* **WHAT TO PRODUCE**: Arrange everything in the rows below, from the line containing "line, e.g. (385,661)." down to the line containing "Target: farm field", as a JSON list of strings with one string per line and blank lines omitted.
begin DATA FOR THIS EXERCISE
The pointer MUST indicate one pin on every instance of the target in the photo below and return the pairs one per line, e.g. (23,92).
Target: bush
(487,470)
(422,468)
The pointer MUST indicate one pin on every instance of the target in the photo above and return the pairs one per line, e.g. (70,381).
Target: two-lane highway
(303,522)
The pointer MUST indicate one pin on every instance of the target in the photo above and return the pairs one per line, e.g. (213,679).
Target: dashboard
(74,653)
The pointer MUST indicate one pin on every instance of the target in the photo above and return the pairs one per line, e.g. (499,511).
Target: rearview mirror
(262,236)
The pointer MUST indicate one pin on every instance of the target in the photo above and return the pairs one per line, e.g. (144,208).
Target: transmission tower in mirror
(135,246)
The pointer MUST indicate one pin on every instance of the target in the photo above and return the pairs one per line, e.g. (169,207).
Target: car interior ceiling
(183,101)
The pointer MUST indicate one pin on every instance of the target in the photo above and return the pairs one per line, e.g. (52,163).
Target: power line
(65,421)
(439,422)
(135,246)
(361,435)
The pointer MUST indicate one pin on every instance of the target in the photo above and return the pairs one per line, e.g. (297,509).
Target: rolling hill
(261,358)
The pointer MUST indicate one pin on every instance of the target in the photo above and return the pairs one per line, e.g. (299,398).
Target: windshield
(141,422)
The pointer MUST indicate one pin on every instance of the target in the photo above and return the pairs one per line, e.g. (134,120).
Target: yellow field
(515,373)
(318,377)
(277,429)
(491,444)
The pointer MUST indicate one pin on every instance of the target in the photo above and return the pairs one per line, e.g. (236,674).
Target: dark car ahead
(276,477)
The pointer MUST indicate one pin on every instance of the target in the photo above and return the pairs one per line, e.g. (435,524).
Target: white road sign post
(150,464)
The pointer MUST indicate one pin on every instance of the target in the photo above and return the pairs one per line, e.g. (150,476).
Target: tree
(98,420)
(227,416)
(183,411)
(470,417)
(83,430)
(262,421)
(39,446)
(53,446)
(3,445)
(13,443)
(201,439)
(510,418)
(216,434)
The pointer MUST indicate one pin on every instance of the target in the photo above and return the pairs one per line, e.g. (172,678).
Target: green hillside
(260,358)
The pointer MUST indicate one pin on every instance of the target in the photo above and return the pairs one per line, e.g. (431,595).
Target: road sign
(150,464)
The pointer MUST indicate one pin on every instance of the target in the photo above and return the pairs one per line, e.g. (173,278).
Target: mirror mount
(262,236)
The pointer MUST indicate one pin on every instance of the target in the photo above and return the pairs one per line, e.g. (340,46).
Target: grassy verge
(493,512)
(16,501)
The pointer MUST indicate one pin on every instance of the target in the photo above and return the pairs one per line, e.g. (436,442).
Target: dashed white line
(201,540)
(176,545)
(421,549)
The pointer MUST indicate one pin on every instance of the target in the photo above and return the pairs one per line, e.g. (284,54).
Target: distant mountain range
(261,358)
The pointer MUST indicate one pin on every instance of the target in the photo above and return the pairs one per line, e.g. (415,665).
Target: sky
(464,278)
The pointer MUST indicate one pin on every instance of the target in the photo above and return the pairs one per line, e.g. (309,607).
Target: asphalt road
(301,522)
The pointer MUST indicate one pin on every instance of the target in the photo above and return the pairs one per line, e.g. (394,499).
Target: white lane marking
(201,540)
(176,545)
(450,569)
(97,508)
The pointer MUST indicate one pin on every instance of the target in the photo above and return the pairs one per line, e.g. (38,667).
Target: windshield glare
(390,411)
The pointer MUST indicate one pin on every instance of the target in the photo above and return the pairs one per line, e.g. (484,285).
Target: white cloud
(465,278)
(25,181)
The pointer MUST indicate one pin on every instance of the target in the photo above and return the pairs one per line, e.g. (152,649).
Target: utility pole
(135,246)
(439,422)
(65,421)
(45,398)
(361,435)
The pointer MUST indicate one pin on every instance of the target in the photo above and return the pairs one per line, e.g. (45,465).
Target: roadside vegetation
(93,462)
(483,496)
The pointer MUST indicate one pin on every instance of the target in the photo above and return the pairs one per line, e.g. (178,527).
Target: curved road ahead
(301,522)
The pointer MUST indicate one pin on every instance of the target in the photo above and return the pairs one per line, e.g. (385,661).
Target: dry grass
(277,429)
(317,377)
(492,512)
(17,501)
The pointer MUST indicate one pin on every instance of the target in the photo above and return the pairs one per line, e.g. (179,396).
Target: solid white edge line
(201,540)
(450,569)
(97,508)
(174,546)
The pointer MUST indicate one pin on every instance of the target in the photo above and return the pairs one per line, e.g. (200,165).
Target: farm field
end DATA FOR THIS EXERCISE
begin DATA FOR THIS EXERCISE
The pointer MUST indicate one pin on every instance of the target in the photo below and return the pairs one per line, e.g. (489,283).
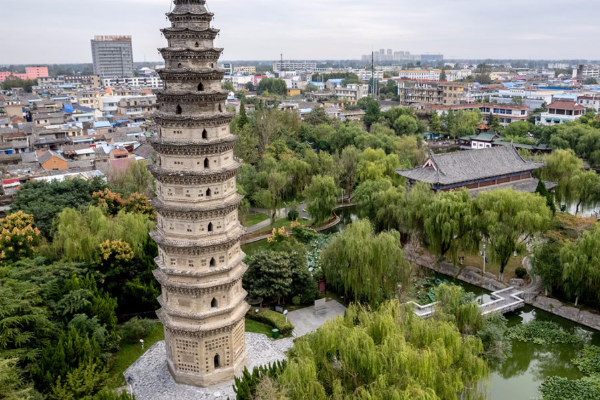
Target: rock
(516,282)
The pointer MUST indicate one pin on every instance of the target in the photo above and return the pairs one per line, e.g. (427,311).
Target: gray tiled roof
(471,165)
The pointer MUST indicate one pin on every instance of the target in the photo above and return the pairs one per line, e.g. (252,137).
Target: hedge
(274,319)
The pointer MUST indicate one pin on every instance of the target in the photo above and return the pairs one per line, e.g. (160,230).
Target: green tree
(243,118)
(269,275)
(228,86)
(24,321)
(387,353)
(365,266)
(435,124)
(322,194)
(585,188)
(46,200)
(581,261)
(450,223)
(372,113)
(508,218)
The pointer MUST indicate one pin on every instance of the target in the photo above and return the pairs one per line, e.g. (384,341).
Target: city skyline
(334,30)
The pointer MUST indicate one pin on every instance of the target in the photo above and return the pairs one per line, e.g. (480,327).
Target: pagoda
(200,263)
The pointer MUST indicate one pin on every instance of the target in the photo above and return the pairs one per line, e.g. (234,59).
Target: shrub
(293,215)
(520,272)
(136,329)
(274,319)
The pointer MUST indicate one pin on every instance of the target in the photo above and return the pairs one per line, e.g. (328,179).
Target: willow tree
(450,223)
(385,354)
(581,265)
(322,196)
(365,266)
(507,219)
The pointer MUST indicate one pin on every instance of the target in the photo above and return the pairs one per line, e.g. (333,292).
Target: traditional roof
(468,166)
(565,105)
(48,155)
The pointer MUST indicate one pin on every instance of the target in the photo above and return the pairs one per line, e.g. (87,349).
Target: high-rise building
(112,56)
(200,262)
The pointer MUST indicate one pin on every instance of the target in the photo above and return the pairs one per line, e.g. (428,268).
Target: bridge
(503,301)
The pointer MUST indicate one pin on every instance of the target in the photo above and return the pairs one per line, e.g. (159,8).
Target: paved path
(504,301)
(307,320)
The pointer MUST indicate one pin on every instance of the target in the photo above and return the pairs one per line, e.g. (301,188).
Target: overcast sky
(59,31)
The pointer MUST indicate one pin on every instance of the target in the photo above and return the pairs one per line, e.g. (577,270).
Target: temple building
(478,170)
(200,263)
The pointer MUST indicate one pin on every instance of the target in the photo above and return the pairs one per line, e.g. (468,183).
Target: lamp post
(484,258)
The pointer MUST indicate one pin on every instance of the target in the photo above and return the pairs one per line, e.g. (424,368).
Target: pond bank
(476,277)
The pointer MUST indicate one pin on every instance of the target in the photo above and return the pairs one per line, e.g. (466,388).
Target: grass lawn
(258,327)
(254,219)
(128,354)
end DATA FOR THIS EXERCISE
* **EXERCISE SOLUTION**:
[
  "The pointer MUST indicate one pin on every instance of the target in the photo above and return the pairs one per line, e.g. (385,661).",
  "Target: dry grass",
  "(277,429)",
  "(317,377)",
  "(492,512)",
  "(17,501)",
  "The pointer MUST indicate one pin on every instance of the target in the photo above and return the pairs one per line, e.g. (179,396).",
  "Target: solid white edge line",
  "(201,540)",
  "(450,569)",
  "(97,508)",
  "(174,546)",
  "The pointer MUST indicate one pin on every instance of the target in the photo above and return the pairs one per line, e.g. (200,165).",
  "Target: farm field"
]